____ Records for the exercise
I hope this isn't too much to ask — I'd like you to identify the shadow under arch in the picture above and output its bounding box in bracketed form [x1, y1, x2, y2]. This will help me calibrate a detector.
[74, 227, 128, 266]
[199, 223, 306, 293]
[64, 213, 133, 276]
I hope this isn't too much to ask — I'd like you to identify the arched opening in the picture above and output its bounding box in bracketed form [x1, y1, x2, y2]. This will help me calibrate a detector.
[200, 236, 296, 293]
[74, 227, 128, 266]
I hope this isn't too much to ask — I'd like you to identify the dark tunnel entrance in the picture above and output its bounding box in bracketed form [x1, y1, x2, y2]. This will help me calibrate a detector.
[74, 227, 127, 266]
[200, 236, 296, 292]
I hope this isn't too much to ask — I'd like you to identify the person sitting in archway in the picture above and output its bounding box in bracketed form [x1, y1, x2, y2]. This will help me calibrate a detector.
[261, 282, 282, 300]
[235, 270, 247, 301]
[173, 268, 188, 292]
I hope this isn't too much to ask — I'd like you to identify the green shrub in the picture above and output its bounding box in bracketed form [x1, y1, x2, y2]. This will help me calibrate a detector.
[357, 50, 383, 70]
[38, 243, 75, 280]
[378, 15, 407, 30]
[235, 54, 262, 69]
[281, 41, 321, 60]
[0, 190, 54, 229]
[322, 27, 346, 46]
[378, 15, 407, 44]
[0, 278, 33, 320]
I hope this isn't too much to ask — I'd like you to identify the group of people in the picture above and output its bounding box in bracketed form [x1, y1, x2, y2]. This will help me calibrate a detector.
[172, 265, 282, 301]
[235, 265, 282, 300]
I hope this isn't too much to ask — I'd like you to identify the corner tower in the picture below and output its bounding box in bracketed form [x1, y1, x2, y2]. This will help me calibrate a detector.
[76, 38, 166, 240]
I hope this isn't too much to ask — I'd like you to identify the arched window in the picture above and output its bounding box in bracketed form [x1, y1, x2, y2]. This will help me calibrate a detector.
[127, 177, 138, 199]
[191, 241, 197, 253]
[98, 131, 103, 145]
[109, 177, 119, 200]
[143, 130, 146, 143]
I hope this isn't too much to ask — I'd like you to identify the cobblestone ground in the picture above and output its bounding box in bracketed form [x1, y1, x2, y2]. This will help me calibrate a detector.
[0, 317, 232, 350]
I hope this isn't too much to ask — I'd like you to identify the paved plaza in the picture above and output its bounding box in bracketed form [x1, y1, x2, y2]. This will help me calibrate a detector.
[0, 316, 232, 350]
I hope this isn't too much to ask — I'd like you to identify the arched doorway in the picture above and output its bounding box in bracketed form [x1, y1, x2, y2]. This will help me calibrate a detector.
________
== Exercise instructions ==
Rewrite every row above, replacing "calibrate" with "fine-tune" and keeping everything else the same.

== Result of the task ==
I hope this isn't too much to ask — I'd like you to identify the shadow under arch in the picture above and output its bounding box in bracketed form [x1, y1, x2, y2]. This will help me fine-tune a detector.
[74, 227, 128, 266]
[199, 223, 306, 293]
[64, 213, 133, 276]
I hope this isn't too much to ask — I'd like you to identify the arched opening in the picture above and output its bounding box in bracketed form [x1, y1, x2, y2]. This will help me fine-tune a detector.
[200, 236, 296, 293]
[74, 227, 128, 266]
I hope this isn't too much to ask — I'd like you to identify the dark tunnel entrance in the picture above and output its bounding box in bracketed form [x1, y1, x2, y2]. This will help me fine-tune a detector.
[74, 227, 127, 266]
[200, 236, 296, 292]
I hope this isn't too much to ask — I'd like you to identify the person sitting in archway in the picture above and output its bounding box in bracketed form [x1, y1, x2, y2]. This will help me fine-tune a detector.
[261, 282, 282, 300]
[235, 270, 247, 301]
[173, 268, 188, 292]
I hope this isn't too much to ask — I'd like you to identify the green shrub in the picture above and output its bounding box in bracketed form [x1, y1, x2, y2]. This will help me fine-tune a detector.
[357, 50, 383, 70]
[38, 243, 75, 280]
[378, 15, 407, 30]
[235, 54, 262, 69]
[281, 41, 321, 60]
[0, 190, 54, 229]
[322, 27, 346, 46]
[378, 15, 407, 44]
[0, 278, 33, 320]
I hope this isn't too much to ask — I'd like you to identify the group of people in the picture above and output its bounding box in bracketed form [x1, y1, x2, y2]. This will help me fine-tune a detector.
[172, 265, 282, 301]
[235, 265, 282, 300]
I hope this isn't too much to ask — I'd like you to identify the corner tower in the picture below and output its bounding box in bracketed form [x1, y1, x2, y2]. This will help me fine-tune a detector.
[76, 38, 166, 240]
I hope this isn't too much to ask — I'd like you to identify the arched window in the picture above and output its bounding box in bracketed form [x1, y1, x2, y2]. This will help me fine-tune a detector.
[127, 177, 138, 199]
[191, 241, 197, 253]
[98, 131, 103, 145]
[109, 177, 119, 200]
[143, 130, 146, 143]
I hope this isn't too much to ask — I'd like you to identify the cobblestone ground in the picture above and output its bounding box in bracketed form [x1, y1, x2, y2]. This will help me fine-tune a detector.
[0, 317, 232, 350]
I hope this isn't too much to ask — I'd like you to identify the paved plaza in the picture above and output its bounding box in bracketed form [x1, y1, x2, y2]. This will help me fine-tune a detector.
[0, 316, 232, 350]
I hope this isn't too much to ask — I'd like you to identify the arched doorway in the picture above and output its bounding box in bracketed form [x1, y1, x2, y2]. This will help me fine-tune a detector.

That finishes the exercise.